(Saved dataset items)
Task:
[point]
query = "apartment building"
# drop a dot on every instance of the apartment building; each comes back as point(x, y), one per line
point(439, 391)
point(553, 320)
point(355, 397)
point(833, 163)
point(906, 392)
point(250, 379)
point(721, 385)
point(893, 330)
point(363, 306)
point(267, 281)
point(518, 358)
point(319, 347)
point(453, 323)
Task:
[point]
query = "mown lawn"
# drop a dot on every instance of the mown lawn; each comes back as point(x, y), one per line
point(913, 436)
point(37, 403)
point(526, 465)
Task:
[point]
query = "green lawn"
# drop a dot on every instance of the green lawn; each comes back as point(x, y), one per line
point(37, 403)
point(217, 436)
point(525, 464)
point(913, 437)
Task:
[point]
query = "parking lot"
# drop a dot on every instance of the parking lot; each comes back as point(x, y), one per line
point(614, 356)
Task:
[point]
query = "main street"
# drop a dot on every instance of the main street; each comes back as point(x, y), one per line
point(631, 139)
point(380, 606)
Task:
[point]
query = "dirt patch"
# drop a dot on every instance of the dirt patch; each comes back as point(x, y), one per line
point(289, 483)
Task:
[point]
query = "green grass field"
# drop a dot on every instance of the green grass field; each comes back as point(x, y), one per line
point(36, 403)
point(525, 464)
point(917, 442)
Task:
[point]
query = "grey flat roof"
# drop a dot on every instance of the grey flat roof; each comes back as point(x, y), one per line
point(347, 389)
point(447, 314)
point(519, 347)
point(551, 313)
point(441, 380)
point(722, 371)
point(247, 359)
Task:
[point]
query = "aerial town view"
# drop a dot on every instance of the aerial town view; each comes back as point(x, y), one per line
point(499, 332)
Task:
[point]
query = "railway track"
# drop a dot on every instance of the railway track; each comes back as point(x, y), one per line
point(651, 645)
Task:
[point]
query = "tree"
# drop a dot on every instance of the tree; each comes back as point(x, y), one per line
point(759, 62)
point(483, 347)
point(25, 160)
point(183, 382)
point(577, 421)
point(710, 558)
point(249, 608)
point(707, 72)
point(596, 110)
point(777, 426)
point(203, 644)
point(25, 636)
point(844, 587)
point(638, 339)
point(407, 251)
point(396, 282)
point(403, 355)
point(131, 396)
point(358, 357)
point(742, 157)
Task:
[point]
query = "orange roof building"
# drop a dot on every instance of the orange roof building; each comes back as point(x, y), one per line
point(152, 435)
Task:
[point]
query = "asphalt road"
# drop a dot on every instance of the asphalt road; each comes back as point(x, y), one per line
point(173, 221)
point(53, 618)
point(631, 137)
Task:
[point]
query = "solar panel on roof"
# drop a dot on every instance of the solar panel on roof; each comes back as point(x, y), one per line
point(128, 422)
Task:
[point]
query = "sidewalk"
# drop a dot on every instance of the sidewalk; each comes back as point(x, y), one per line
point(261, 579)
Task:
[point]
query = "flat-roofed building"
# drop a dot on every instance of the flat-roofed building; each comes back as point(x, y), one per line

#### Set task:
Arrange the lines from the very first one up to and including the line with "point(380, 606)" as a Markdown table with the columns n and Line. Number each row, and leave out blank lines.

#### Response for this exercise:
| n | Line |
|---|---|
| 1 | Task: |
| 2 | [point] |
| 3 | query = "apartment building" |
| 4 | # drop a dot on every instance of the apartment building; each comes back as point(x, y), one per line |
| 5 | point(439, 391) |
| 6 | point(553, 320) |
| 7 | point(355, 397) |
| 8 | point(833, 163) |
| 9 | point(906, 392) |
| 10 | point(250, 379) |
| 11 | point(721, 385) |
| 12 | point(893, 330) |
| 13 | point(363, 306) |
| 14 | point(267, 281) |
| 15 | point(518, 358) |
| 16 | point(319, 347) |
| 17 | point(453, 323) |
| 18 | Task: |
| 19 | [point] |
| 20 | query = "mown lawn" |
| 21 | # drop a dot on every instance of the mown lawn; each comes back as point(x, y), one per line |
| 22 | point(913, 436) |
| 23 | point(37, 403) |
| 24 | point(526, 465) |
| 25 | Task: |
| 26 | [point] |
| 27 | query = "green lawn" |
| 28 | # drop a dot on every instance of the green lawn; each comes back as point(x, y), one per line |
| 29 | point(37, 403) |
| 30 | point(217, 436) |
| 31 | point(525, 464) |
| 32 | point(913, 437) |
| 33 | Task: |
| 34 | [point] |
| 35 | query = "parking lot" |
| 36 | # drop a dot on every instance of the parking lot; each comes back as point(x, y), one per line |
| 37 | point(614, 356) |
| 38 | Task: |
| 39 | [point] |
| 40 | query = "main street" |
| 41 | # drop a dot on every instance of the main street; each comes back as point(x, y), one per line |
| 42 | point(631, 139) |
| 43 | point(380, 606) |